Task requirements => Reproduce the records starting at the line containing "occurrence of rectangular" and ending at the line containing "(146, 124), (155, 132)", requests included, with every coordinate in the answer boxes scaled by 0.45 and rounded to a whole number, halves rounding up. Keep the coordinates in the requests and their format samples unchanged, and give only those lines.

Stored rows =>
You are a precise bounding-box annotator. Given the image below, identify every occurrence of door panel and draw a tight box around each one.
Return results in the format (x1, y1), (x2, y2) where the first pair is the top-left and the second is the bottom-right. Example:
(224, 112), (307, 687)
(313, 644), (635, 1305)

--

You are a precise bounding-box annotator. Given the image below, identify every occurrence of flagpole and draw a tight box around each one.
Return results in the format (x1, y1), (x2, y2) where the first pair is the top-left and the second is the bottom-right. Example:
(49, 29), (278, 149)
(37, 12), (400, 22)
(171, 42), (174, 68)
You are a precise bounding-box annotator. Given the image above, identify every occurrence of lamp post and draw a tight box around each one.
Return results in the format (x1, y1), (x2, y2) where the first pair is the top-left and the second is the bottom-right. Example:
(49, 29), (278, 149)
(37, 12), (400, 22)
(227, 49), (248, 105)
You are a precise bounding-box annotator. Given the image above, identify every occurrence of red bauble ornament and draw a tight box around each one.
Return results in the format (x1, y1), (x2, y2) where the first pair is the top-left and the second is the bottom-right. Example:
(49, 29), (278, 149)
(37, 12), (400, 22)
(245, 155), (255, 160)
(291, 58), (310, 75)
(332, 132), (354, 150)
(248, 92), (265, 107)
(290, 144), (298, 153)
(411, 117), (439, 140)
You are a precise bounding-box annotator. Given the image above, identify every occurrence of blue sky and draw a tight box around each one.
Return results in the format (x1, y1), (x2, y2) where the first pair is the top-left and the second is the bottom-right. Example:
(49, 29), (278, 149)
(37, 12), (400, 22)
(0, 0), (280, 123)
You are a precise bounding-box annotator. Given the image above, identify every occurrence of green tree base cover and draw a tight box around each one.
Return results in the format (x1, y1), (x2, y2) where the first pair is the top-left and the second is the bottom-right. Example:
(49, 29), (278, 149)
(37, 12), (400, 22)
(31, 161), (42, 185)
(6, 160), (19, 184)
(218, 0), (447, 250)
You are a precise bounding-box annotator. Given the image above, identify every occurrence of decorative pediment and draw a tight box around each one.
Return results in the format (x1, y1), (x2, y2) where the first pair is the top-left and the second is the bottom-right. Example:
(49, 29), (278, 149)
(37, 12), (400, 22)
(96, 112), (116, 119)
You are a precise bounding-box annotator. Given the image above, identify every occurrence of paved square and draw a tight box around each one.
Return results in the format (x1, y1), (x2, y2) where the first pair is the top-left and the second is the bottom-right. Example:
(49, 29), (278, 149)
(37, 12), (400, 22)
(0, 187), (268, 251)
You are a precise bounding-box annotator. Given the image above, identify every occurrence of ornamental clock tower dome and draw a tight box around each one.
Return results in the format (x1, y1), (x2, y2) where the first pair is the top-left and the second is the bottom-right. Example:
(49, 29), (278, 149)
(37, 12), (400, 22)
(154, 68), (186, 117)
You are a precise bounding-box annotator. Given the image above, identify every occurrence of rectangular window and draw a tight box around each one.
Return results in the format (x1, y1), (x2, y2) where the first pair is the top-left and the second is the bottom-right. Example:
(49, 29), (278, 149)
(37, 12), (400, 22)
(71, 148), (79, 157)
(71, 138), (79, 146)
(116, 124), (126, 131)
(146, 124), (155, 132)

Answer to the task =>
You are a precise bounding-box annotator. Given the image above, identify every occurrence of rectangular window and draw a tight box around each one.
Return results in the format (x1, y1), (x2, y2) where the first pair is the top-left and the second is the bottom-right. Example:
(49, 29), (278, 149)
(37, 12), (400, 22)
(32, 67), (36, 71)
(32, 62), (36, 66)
(52, 56), (57, 59)
(66, 56), (70, 59)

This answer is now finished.